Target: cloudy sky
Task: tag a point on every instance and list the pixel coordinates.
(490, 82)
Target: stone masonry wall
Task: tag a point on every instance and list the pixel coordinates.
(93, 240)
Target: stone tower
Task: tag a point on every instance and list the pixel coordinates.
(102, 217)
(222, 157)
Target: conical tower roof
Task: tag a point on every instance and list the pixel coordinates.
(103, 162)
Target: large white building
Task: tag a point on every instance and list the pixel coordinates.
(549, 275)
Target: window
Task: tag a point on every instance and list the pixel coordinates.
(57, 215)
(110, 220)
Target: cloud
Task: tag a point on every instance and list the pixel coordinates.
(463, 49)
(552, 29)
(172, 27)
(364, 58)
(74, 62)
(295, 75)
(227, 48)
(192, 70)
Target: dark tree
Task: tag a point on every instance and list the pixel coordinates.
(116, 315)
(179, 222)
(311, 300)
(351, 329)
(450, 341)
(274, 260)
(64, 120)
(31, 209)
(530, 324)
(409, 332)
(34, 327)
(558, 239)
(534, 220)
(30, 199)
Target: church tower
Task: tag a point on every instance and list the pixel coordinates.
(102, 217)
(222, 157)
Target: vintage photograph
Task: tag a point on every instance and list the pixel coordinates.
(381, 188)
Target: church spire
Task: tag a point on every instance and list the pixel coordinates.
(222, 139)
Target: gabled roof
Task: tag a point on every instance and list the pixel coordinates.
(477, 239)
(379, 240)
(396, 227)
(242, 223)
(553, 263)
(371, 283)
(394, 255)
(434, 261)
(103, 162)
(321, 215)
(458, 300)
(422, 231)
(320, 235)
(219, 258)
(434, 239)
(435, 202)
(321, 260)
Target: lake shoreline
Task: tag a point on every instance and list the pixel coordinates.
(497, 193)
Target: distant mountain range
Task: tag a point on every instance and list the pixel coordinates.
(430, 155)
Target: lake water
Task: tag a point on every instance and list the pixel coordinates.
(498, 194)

EXERCISE GOAL: The full set of records above must be retyped exactly.

SOLUTION TO THE EXERCISE:
Target: cloudy sky
Task: tag a point on every instance and list the pixel coordinates.
(490, 82)
Target: stone masonry wall
Task: tag a point on every instance and list the pixel coordinates.
(93, 240)
Target: stone tower
Task: tag a point on every instance and list the pixel coordinates.
(102, 217)
(222, 157)
Target: conical tower roof
Task: tag a point on every instance and list the pixel coordinates.
(103, 162)
Target: large white building
Task: tag a point on every instance and list the pixel coordinates.
(549, 275)
Target: window
Task: tag a point on every instance and list the pixel coordinates.
(57, 215)
(110, 220)
Target: cloud
Task: tag a point on every instance and list the pixel coordinates.
(463, 49)
(552, 29)
(172, 27)
(364, 58)
(74, 62)
(295, 75)
(227, 48)
(192, 70)
Target: dark tree
Task: tag a point on every instance and list the pixel coordinates.
(116, 315)
(179, 222)
(311, 300)
(351, 329)
(450, 341)
(274, 260)
(64, 120)
(31, 209)
(530, 324)
(409, 332)
(34, 327)
(558, 239)
(534, 220)
(30, 199)
Target: church tower
Task: tag a point on every instance and list the pixel coordinates.
(102, 217)
(222, 157)
Target: vintage photograph
Task: tag a point on every instance and list the pixel coordinates.
(381, 188)
Target: church spire
Task: tag a point on every instance and list the pixel coordinates.
(222, 139)
Target: gabled roof
Task: tag a point on every instance and list the pixel coordinates.
(477, 239)
(379, 240)
(396, 227)
(242, 223)
(553, 263)
(371, 283)
(394, 255)
(434, 261)
(103, 162)
(321, 215)
(458, 300)
(422, 231)
(320, 235)
(219, 258)
(434, 239)
(435, 202)
(321, 260)
Target: lake shoreline
Task: tag a point on every instance and list the pixel coordinates.
(497, 193)
Target: distant mountain range
Task: tag a point on every instance and list the pixel coordinates.
(430, 155)
Target: lake water
Task: tag a point on every instance and list the pixel coordinates.
(498, 194)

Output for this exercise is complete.